> _WRITTEN REQUEST_
Rewrite only the part of the records that runs from the line containing "green tree in the photo above." through the end of the records, substituting "bush" for "shrub" and leaving everything else unchanged.

○ ○ ○

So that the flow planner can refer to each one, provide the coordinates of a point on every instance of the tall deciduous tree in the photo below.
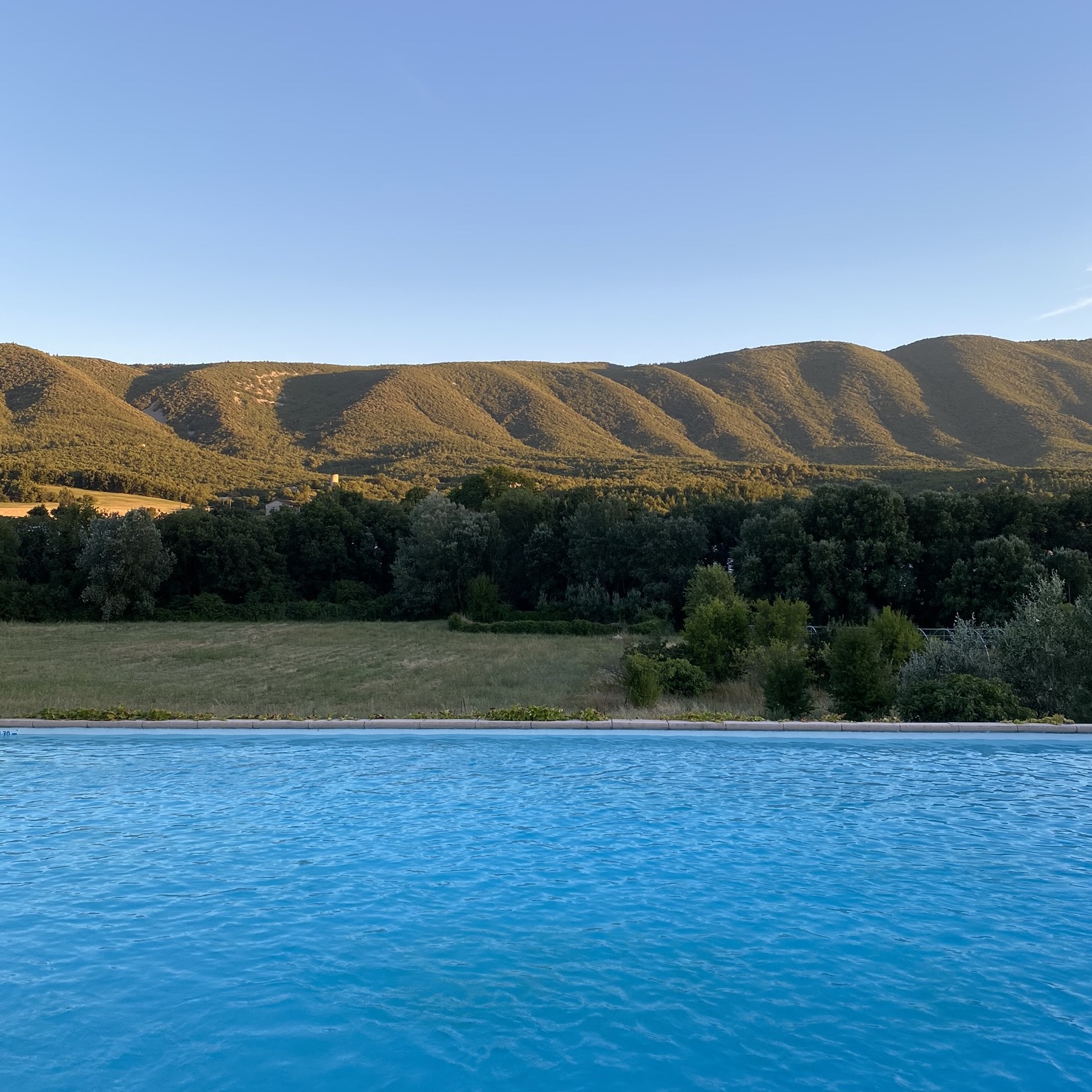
(124, 562)
(446, 547)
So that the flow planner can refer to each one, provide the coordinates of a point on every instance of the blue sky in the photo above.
(631, 181)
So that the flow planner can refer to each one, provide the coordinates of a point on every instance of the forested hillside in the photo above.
(186, 430)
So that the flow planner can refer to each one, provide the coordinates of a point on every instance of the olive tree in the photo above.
(124, 562)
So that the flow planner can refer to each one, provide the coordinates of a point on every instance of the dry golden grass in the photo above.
(294, 668)
(319, 670)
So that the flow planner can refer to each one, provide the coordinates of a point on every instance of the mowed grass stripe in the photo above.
(294, 668)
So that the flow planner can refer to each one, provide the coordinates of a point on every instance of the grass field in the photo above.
(110, 503)
(311, 670)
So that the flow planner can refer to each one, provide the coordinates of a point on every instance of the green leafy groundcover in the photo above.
(577, 627)
(117, 713)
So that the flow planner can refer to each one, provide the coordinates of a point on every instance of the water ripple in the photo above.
(480, 911)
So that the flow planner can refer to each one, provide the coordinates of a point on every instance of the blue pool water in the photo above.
(600, 911)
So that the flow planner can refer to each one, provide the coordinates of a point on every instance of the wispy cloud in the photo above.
(1079, 306)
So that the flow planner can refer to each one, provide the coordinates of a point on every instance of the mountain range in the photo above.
(946, 402)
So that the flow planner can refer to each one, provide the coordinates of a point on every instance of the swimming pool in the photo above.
(545, 911)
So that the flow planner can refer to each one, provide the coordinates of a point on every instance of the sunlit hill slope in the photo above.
(960, 401)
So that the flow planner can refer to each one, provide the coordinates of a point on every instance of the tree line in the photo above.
(497, 546)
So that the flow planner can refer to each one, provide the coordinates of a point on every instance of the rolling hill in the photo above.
(968, 402)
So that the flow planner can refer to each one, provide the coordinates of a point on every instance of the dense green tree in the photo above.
(1045, 651)
(228, 552)
(709, 582)
(717, 637)
(862, 680)
(446, 547)
(340, 536)
(771, 558)
(124, 562)
(946, 525)
(786, 678)
(782, 621)
(990, 581)
(899, 637)
(1075, 569)
(862, 556)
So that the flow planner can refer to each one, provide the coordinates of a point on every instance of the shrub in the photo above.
(640, 678)
(527, 713)
(682, 678)
(862, 680)
(899, 637)
(483, 599)
(784, 676)
(1045, 651)
(961, 698)
(782, 621)
(717, 638)
(591, 713)
(709, 582)
(967, 652)
(1075, 568)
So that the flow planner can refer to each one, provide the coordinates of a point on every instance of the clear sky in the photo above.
(633, 181)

○ ○ ○

> _WRITTEN SOLUTION_
So that the flow planner can refer to each one, provide the coordinates of a point on every instance of the dense green tree in the photo above.
(1045, 651)
(228, 552)
(709, 582)
(717, 637)
(862, 680)
(446, 547)
(340, 536)
(771, 558)
(124, 562)
(946, 525)
(786, 678)
(782, 621)
(990, 581)
(899, 637)
(1075, 569)
(862, 556)
So that the flow planner can refer to each one, provide the coordinates of a point on every instance of the bush in the photo above.
(640, 678)
(527, 713)
(682, 678)
(862, 680)
(899, 637)
(483, 599)
(784, 676)
(1045, 651)
(961, 698)
(782, 621)
(717, 638)
(591, 713)
(709, 582)
(967, 652)
(1075, 568)
So that the flow planner can refer to each one, provide the coordinates of a point on every instance of the clear sky in the photo above.
(633, 181)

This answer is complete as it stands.